▸ PASSAGE SHOWN:
·····

On his second solo album since the Wallflowers began living up to their name

2/5
Women + Country

On his second solo album since the Wallflowers began living up to their name, Jakob Dylan re-enlists producer T-Bone Burnett, whose work on 1996’s Bringing Down the Horse helped make the brooding rockers a commercially dominant act in the late ’90s. Dylan has ditched the Tom Petty-isms that defined those days and now casts himself as some sort of agrarian folk poet.

·····

▸ TASK INPUT:
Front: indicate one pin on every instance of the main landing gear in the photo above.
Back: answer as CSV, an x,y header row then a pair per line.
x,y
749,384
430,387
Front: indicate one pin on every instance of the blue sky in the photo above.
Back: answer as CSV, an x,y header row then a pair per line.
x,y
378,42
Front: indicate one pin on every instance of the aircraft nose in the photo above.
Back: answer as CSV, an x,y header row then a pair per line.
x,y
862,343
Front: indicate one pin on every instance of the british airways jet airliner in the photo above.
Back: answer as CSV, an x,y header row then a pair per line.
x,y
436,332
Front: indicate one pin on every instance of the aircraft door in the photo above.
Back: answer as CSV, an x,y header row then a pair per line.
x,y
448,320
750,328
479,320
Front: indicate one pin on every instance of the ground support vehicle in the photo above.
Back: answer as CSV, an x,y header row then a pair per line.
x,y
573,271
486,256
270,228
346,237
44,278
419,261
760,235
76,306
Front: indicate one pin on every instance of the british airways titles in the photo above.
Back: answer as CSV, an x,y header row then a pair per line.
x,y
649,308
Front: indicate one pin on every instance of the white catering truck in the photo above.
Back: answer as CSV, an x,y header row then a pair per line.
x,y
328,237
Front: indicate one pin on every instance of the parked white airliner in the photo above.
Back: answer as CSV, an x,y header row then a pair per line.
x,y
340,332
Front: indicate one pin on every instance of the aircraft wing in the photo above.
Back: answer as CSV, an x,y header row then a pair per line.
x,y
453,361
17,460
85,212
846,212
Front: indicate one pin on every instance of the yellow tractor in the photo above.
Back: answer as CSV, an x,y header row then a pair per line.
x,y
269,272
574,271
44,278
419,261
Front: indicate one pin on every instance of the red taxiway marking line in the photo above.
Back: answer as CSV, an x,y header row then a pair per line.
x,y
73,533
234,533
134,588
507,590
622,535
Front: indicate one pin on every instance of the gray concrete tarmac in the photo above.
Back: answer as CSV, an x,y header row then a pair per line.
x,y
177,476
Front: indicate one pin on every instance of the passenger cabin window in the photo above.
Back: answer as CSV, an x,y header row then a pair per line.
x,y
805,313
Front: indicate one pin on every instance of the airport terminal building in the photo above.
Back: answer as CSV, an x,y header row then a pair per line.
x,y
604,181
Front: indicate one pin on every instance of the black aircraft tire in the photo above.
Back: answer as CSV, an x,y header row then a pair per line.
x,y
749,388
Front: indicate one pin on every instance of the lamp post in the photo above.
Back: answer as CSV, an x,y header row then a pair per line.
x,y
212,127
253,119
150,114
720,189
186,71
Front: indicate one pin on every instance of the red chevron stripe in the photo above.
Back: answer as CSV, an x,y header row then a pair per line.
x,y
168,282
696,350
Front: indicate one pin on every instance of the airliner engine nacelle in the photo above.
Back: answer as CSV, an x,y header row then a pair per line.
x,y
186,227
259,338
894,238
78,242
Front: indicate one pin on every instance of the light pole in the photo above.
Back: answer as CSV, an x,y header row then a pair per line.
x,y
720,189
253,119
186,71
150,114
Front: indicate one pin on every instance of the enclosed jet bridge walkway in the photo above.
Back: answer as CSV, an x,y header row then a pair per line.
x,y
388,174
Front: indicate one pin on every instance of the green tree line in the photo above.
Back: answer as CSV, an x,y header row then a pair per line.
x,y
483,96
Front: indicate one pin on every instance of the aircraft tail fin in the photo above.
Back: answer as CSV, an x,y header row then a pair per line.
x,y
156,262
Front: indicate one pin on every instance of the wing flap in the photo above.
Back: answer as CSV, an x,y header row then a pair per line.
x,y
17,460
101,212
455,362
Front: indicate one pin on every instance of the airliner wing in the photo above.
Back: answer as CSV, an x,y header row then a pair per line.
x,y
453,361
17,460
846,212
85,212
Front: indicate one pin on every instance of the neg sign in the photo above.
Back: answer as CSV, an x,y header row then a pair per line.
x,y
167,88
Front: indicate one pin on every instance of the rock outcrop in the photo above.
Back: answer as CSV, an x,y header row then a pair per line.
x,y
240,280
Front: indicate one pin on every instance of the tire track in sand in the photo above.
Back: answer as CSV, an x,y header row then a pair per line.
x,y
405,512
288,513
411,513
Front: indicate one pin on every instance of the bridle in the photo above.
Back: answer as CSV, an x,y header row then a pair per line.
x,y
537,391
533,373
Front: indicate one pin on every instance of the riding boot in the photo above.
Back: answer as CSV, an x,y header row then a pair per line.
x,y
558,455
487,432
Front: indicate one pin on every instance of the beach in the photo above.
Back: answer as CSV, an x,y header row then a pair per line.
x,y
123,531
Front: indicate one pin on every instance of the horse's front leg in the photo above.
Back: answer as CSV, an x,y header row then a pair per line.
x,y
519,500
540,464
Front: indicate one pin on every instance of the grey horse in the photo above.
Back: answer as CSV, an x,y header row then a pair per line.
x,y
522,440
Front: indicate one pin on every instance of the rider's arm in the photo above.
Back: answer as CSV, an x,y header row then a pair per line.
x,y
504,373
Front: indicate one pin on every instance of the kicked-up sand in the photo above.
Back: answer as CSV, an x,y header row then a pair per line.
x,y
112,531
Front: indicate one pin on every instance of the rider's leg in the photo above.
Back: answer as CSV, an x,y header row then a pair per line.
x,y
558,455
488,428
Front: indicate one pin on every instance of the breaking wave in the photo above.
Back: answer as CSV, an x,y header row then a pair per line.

·····

▸ PROBLEMS TO WORK ON:
1 > List every person named in the album review.
2 > Identify every line of the rows that contains the string "british", matching case exactly.
The album review and the rows have nothing to do with each other.

▸ RESULTS OF THE TASKS:
1 >
Jakob Dylan
T-Bone Burnett
Tom Petty

2 >
Front: indicate one pin on every instance of the british airways jet airliner in the photo above.
Front: indicate one pin on every instance of the british airways titles in the photo above.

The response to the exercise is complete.